→ Selected extract:
I read through the campaign, and it seems fun enough if done right.
I put a train engine in my D&D campaign, the Santa Fe. The paladin asked for a translation of the text on the side, and the wizard cast the "Read Language" spell. I actually looked up the meaning of Santa Fe, which is "Holy Faith" and the paladin took it as a sign.
The problem of fitting the Hubble Telescope into your fantasy setting is one of storytelling. You simply don't refer to it as the Hubble Telescope. It’s a bizarre artifact. The fantasy world is already full of bizarre artifacts, so that’s fine. It’s not magical, yet constructed using techniques and materials unknown to any artificer or wizard. To anyone in the world, it’s just a giant tube with a curved mirror in it and some thin sapphire plates on the side. Does it say “NASA” in giant letters on its side? Yes, but no one in the game knows that. It’s just some indecipherable script that literally no one, regardless of level, can decipher because not only does NASA not exist as a word, the Latin alphabet doesn’t exist.

→ Assignment:
Reproduce the passage about real-world objects in a fantasy campaign in full, word for word. The items that come next have no connection to the passage about real-world objects in a fantasy campaign.

→ Dataset:
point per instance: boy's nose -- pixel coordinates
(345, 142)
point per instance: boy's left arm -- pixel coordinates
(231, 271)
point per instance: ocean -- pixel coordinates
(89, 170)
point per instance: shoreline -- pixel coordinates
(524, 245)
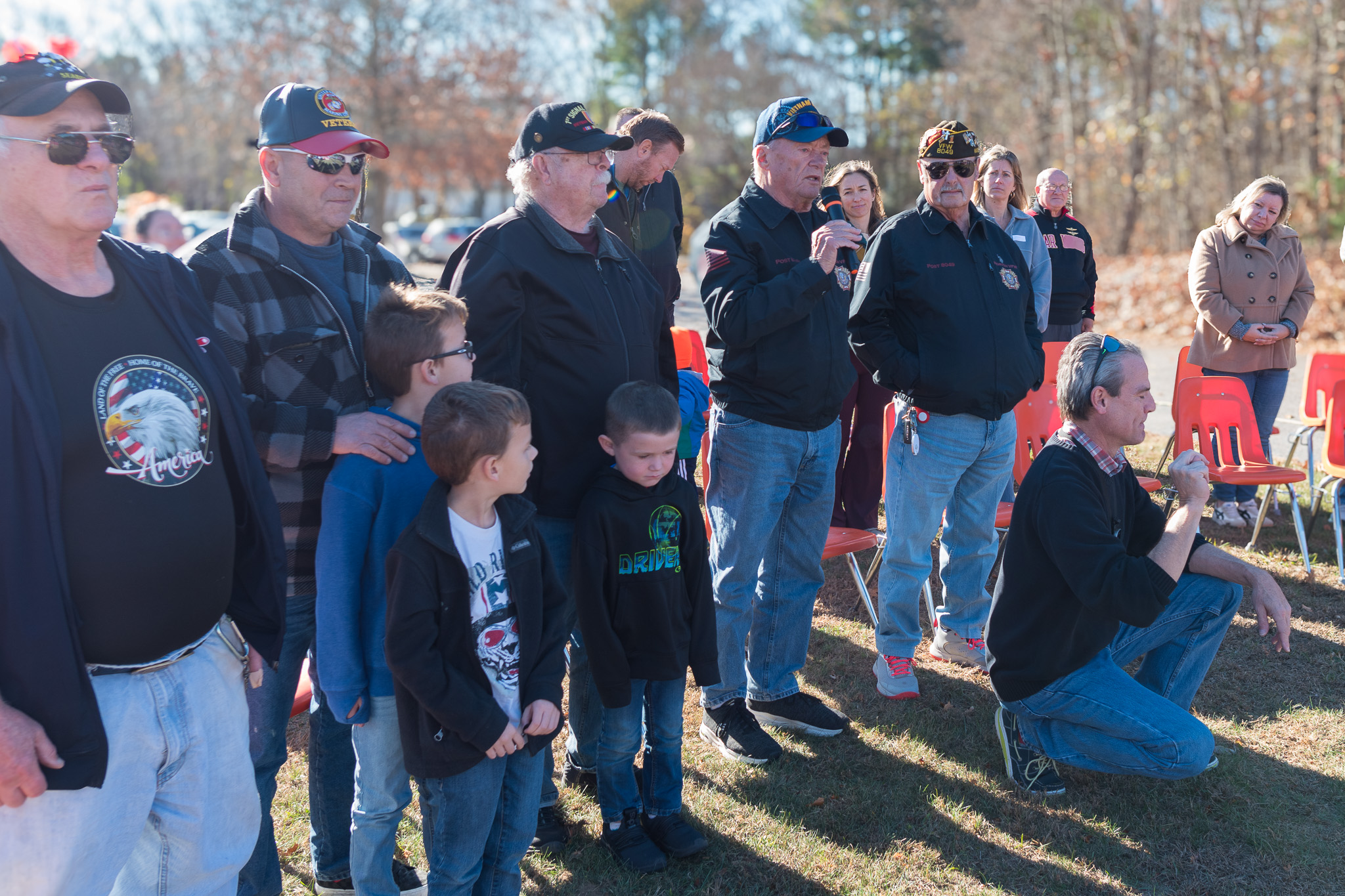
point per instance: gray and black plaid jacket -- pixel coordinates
(298, 363)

→ Exercise answer:
I read through the campaign, and it seems fun enough if done right.
I put a train engine in my D&D campaign, the Santa Fe. The paladin asked for a translation of the text on the side, and the wizard cast the "Read Language" spell. I actually looked up the meaning of Santa Fe, which is "Holy Faith" and the paladin took it as a sign.
The problem of fitting the Hubble Telescope into your fantasy setting is one of storytelling. You simply don't refer to it as the Hubble Telescope. It’s a bizarre artifact. The fantasy world is already full of bizarre artifacts, so that’s fine. It’s not magical, yet constructed using techniques and materials unknown to any artificer or wizard. To anyone in the world, it’s just a giant tube with a curved mirror in it and some thin sapphire plates on the side. Does it say “NASA” in giant letters on its side? Yes, but no one in the game knows that. It’s just some indecipherable script that literally no one, regardless of level, can decipher because not only does NASA not exist as a word, the Latin alphabet doesn’t exist.